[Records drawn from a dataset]
· · · ·
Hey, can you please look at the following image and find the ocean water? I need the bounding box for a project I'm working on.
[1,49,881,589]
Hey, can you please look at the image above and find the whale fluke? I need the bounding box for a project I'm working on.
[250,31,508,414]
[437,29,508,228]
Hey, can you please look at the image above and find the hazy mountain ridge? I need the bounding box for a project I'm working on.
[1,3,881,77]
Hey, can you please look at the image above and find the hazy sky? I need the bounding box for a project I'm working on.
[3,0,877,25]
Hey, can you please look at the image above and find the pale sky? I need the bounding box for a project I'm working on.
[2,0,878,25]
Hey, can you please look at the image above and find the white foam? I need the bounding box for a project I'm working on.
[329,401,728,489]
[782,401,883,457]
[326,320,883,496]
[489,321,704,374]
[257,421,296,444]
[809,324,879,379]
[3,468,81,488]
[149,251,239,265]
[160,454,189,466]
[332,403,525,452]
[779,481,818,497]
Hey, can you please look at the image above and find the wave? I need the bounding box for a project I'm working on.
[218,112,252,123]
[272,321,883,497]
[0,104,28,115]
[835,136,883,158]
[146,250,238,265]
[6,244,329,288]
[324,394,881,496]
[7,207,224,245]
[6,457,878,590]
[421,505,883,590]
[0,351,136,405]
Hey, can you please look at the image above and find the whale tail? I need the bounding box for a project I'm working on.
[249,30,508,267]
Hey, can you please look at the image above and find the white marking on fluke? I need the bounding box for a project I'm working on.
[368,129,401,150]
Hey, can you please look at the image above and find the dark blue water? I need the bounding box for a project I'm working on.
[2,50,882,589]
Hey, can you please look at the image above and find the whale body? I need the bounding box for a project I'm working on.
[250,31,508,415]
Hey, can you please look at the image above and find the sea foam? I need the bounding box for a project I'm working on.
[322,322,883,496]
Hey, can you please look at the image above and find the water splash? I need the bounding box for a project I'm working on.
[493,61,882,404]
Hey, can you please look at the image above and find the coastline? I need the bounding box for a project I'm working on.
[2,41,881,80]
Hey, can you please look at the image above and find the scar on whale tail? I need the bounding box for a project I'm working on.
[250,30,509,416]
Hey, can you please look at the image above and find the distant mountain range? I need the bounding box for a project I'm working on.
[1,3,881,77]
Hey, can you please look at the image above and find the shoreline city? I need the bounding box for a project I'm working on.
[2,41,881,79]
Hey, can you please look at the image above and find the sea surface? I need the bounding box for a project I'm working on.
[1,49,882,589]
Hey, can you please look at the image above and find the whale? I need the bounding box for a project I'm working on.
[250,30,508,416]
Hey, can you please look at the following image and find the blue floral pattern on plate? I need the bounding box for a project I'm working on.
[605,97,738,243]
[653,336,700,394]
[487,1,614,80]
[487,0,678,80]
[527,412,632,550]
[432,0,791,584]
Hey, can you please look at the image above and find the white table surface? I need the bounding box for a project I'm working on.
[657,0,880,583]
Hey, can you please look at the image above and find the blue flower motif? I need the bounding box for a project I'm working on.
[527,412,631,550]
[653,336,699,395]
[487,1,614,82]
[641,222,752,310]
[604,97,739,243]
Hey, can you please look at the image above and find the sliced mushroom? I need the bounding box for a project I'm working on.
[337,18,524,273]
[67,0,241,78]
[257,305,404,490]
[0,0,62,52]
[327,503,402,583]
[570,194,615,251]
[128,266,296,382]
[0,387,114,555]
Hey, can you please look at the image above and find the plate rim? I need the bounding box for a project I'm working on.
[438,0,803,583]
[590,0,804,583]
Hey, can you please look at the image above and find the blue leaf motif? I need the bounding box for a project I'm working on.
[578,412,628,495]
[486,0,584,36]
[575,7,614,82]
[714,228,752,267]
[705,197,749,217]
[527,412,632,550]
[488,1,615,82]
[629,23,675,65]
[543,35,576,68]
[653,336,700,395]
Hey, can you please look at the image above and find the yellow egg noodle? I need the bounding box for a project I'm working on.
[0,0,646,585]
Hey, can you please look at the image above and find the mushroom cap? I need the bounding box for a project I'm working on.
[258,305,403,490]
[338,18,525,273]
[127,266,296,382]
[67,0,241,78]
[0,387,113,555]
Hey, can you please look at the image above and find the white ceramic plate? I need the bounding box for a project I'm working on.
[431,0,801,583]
· · · ·
__Assignment__:
The data above should be reproduced in full, word for word.

__Exercise result__:
Hey, can you please look at the following image and find the ocean water? I need the bounding box for a project I'm working on.
[1,49,881,589]
Hey, can you please look at the image above and find the whale fluke? I need the bounding box for a project I'm working on.
[250,31,508,414]
[437,29,508,228]
Hey, can you please look at the image above and find the hazy mountain ridge? I need the bounding box for a project I'm working on.
[1,3,881,77]
Hey, can you please look at the image above and find the hazy sky? I need the bounding box for a project I'm working on.
[3,0,877,25]
Hey, can you please look at the image above and find the pale sky? I need the bounding box for a project I'm working on.
[2,0,878,25]
Hey, can you please look at the image above and find the white foam? I need the bounding box for a project I'm working on.
[329,401,728,489]
[782,401,883,457]
[326,320,883,496]
[489,321,704,374]
[257,421,296,444]
[809,324,879,379]
[3,468,81,488]
[149,251,239,265]
[160,454,189,466]
[332,403,525,452]
[779,481,818,497]
Hey, can you please look at the image above and find the wave? I need the bounding box for a project I'm working on.
[218,112,252,123]
[272,321,883,497]
[0,104,28,115]
[835,136,883,158]
[146,250,238,265]
[6,244,329,288]
[324,394,881,496]
[7,207,224,245]
[6,457,878,590]
[421,505,883,590]
[0,351,136,405]
Hey, can you please look at the image above and find the whale tail? I need the bounding box for a project I'm working on.
[249,30,508,267]
Hey, can you please look at the image above and find the white marking on fluke? I need the bounding box for a project I'm working on.
[368,129,401,150]
Hey, can you please look at the image above and find the dark blue water? I need the bounding box for a project I'm working on.
[2,50,882,589]
Hey, can you please look at the image above and find the whale body? I need the bounding box for a project I'm working on.
[250,31,508,415]
Hey, can you please look at the image above and find the sea foam? I need the bounding box for a project I'm working on.
[322,322,883,496]
Hey, can you please look at the image above and find the water splash? I need the bounding box for a project I'm working on.
[493,61,882,404]
Hey, can you please look at the image above and find the coastline? I need the bounding box for a project I'm working on.
[2,41,881,80]
Hey, can you please look at the image above and find the scar on whale tail? I need the bounding box for a project I'm working on.
[250,30,509,416]
Hey, can you please look at the image above and find the distant mountain range? I need the bounding box for a project I'm working on.
[1,3,881,77]
Hey, can you please look at the image above and find the shoreline city? I need the bounding box for a project I'm working on.
[2,41,881,79]
Hey, can you please look at the image above and find the sea surface? I need the bounding box for a project I'm working on.
[1,49,882,589]
Hey, can you please look at the image above and find the whale? I need the bounding box for a project I'm working on.
[250,30,508,416]
Hey, can you please look at the following image and find the blue floral pattern on plate? I need the bounding box for a project I'm working on.
[605,97,738,243]
[653,336,700,394]
[487,1,614,80]
[487,0,678,80]
[527,412,632,550]
[432,0,791,584]
Hey, can you please look at the image above and find the white table surface? I need the bounding box for a project I'm working on.
[657,0,880,583]
Hey, can you please look at the image above and find the blue flower motif? I need the bounding box for a project I'm working on.
[527,412,631,550]
[653,336,699,395]
[487,1,614,82]
[641,222,752,310]
[604,97,739,243]
Hey, can you please look at the image above and find the sliced mushroom? I need the bounding box for a project I'm working on.
[337,18,524,273]
[67,0,241,78]
[257,305,404,490]
[0,0,62,52]
[327,503,402,583]
[570,194,615,251]
[128,266,296,382]
[0,387,114,555]
Hey, can you please look at the image above and find the plate rim? I need the bounding box for a project I'm working on.
[438,0,803,583]
[590,0,804,583]
Hey, can you please look at the image above and find the blue leaf motif? I need the bounding box for a project I'm working on.
[578,412,628,495]
[486,0,584,36]
[575,7,614,82]
[714,228,752,267]
[705,197,749,217]
[527,412,632,550]
[488,1,615,82]
[629,23,675,65]
[543,35,576,68]
[653,336,700,395]
Hey, can you please look at the image above and find the yellow egg noodle? I need the bounding box for a project I'm working on.
[0,0,646,585]
Hey, can you please look at the image above and find the mushroom cap? I need the bounding box for a project I'm working on.
[258,305,403,490]
[338,18,525,273]
[127,266,296,382]
[67,0,241,78]
[0,387,113,555]
Hey, can you please look at the image above and find the white ceramic plate? I need the bounding box for a project I'm working on.
[431,0,801,583]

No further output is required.